- _Parts of the exercise_
1/ In the article on hospital groups' comments to the Senate Finance Committee, why did the AHA caution against some of the panel's specific proposals? Answer in one to three sentences.
2/ Write what comes next in the article on hospital groups' comments to the Senate Finance Committee, picking up after its last sentence.

The American Hospital Association and the Premier healthcare alliance have submitted separate comments to the Senate Finance Committee on its proposed options for reforming the healthcare delivery system.

The AHA supports proposals to develop a comprehensive strategy to address workforce shortages, redistribute unused graduate medical education slots to increase access to primary care and ban certain physician referrals to a hospital in which the physician has an ownership interest.

The association cautioned that some of the panel's specific proposals "would result in payment cuts to an already underfunded Medicare payment system" that could "negatively impact the nation's hospitals."

While agreeing in principle with moving forward on elements of value-based purchasing (VBP), bundling and readmissions proposals, the AHA raised a number of concerns about their impact, particularly on safety-net and small and rural hospitals.

Premier, a hospital group purchasing organization, endorsed VBP as "a tool that should be applied not only to existing Medicare payment models but also to the longer-term approaches such as bundled payments and the creation of Accountable Care Organizations."

However, the organization said the VBP program should promote quality improvement through incentive payments, rather than guarantee savings.

- _Stored data_
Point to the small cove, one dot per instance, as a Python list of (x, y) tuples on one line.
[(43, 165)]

- _Task answers_
1/ The AHA warned that some of the proposals would cut payments to a Medicare payment system it considers already underfunded. It said those cuts could negatively impact the nation's hospitals.

2/
In regard to bundled payments, Premier said policy decisions should be based on experience and data, and an alternative to the proposed mandatory phase-in schedule is to begin with voluntary participation by hospitals and post-acute providers in testing a series of alternative models.

Premier also commented on proposed payment reductions to hospitals with the highest risk-adjusted readmission rates. The organization said an unintended consequence could be to punish those hospitals that have a "more socioeconomically complex mix of patients whose lack of community support systems are difficult to account for in risk adjustment models."

Instead, Premier contends a better approach would be incentivize the reduction of preventable readmissions into broader payment reforms (such as VBP, bundling or accountable care organization models) rather than as a case-by-case cut.

The Senate Finance Committee has issued health coverage options for health reform, and plans to issue financing options on May 18.